EXERCISE INPUTS:
........

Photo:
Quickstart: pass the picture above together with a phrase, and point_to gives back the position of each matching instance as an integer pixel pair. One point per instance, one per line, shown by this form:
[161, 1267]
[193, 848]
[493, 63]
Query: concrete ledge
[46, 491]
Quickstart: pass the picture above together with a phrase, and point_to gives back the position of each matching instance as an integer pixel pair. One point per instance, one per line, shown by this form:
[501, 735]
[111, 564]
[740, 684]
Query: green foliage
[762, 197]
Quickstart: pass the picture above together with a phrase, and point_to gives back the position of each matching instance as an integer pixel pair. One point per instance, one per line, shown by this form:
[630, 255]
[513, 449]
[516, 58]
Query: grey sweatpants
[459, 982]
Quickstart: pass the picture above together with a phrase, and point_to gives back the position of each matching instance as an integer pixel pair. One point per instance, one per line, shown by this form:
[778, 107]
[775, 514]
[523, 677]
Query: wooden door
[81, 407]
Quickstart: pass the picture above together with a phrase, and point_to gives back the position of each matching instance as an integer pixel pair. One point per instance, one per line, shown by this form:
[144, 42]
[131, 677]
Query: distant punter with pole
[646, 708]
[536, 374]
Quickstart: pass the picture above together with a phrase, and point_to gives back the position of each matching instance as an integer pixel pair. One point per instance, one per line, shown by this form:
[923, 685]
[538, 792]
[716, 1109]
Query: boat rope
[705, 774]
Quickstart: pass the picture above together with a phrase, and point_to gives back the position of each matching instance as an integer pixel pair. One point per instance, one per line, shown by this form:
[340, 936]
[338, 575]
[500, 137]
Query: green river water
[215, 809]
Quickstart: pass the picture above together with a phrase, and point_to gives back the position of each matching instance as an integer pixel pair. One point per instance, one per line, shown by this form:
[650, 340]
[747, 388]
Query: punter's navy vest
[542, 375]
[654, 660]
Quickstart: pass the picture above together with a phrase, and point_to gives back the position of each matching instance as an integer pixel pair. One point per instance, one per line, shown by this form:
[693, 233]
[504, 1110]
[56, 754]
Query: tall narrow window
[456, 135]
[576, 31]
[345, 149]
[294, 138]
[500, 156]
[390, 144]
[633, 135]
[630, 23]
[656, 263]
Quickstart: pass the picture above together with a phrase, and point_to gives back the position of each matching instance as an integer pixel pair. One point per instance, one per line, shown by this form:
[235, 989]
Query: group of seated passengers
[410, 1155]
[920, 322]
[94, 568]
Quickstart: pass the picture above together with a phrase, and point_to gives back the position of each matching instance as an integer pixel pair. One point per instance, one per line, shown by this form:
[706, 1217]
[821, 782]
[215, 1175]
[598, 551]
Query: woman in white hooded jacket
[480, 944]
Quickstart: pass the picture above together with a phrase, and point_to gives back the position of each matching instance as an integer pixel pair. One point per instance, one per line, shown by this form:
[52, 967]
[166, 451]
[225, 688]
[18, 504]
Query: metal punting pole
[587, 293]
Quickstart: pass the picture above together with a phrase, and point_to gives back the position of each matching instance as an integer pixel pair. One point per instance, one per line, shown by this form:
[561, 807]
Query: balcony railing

........

GIVEN INSTRUCTION:
Type out the entries again, word for word.

PROBLEM SOLUTION:
Photo:
Quickstart: pass the picture above together with a phrase, and point_to gives back the position of each matching instance as an integer pixel pair. One point per instance, one per line, shown by this form:
[161, 1267]
[193, 848]
[493, 63]
Query: concrete ledge
[46, 491]
Quickstart: pass the picture above together with a phrase, and point_to gives back the position of each matching instance as an integer pixel pair. One point per instance, one per line, shown by this form:
[501, 735]
[111, 564]
[740, 684]
Query: green foliage
[762, 197]
Quickstart: pass the picture above together with a phrase, and point_to gives back the position of each matching instance as an integer pixel pair. One point per instance, one per line, shown by this form:
[630, 255]
[513, 449]
[516, 58]
Query: grey sweatpants
[459, 982]
Quickstart: pass the picture above together with a phrase, and point_to gives back the position of each matching instance as an integer pixel pair. One point per instance, one per line, shown by this form:
[778, 107]
[775, 514]
[523, 677]
Query: wooden door
[81, 407]
Quickstart: pass the picture above together with a phrase, and point_to gives back the position of each matching instance as an integer pixel pair. One point per instance, one per line, shown by this form:
[144, 42]
[131, 677]
Query: distant punter with pole
[646, 708]
[536, 374]
Quickstart: pass the picture above together with a phrase, and point_to gives back the position of each matching instance as an integer pixel pair. One point per instance, one per line, shown by this form:
[923, 685]
[538, 792]
[716, 1109]
Query: boat rope
[705, 774]
Quickstart: pass the picture above together with a phrase, and point_to gives back the position of each matching instance as an integer pixel pair. One point per instance, one per line, shown by this form:
[340, 936]
[338, 575]
[500, 137]
Query: green river water
[215, 809]
Quickstart: pass the picture above together with a phrase, and point_to gives back the position of each matching instance as an integer pixel pair. One point per instance, one per line, shown by this form:
[650, 340]
[747, 388]
Query: punter's navy vest
[542, 375]
[654, 660]
Quickstart: pass the picture above together with a phrase, and point_to gives back the position of each matching instance as an integer pixel pair. One point per instance, one per line, shown by this form:
[693, 233]
[504, 1110]
[56, 754]
Query: tall narrow window
[456, 135]
[576, 31]
[345, 149]
[294, 138]
[500, 156]
[390, 144]
[633, 135]
[630, 23]
[656, 263]
Quickstart: pass the picture above together with a phrase, and point_to gives back the position of each matching instance as an integer pixel pair. One point per instance, one per line, shown by this form:
[235, 989]
Query: group of seated passengers
[410, 1155]
[920, 322]
[94, 568]
Quickstart: pass the picture above together with a phrase, and point_to gives back the position of each matching instance as an integer pixel pair. One point per instance, one per line, shown by this form:
[706, 1217]
[821, 782]
[215, 1175]
[598, 551]
Query: woman in white hooded jacket
[480, 944]
Quickstart: pass the picture above together with a phrase, and point_to gives back the position of each matching instance as an integer pixel pair. One point per instance, one per line, shown by this form:
[52, 967]
[166, 451]
[225, 688]
[18, 504]
Query: metal punting pole
[587, 293]
Quickstart: pass the picture above together with a phrase, and point_to gives back the position of each matching instance as an integer pixel pair. One point per instance, one per line, shown by this form:
[561, 807]
Query: balcony railing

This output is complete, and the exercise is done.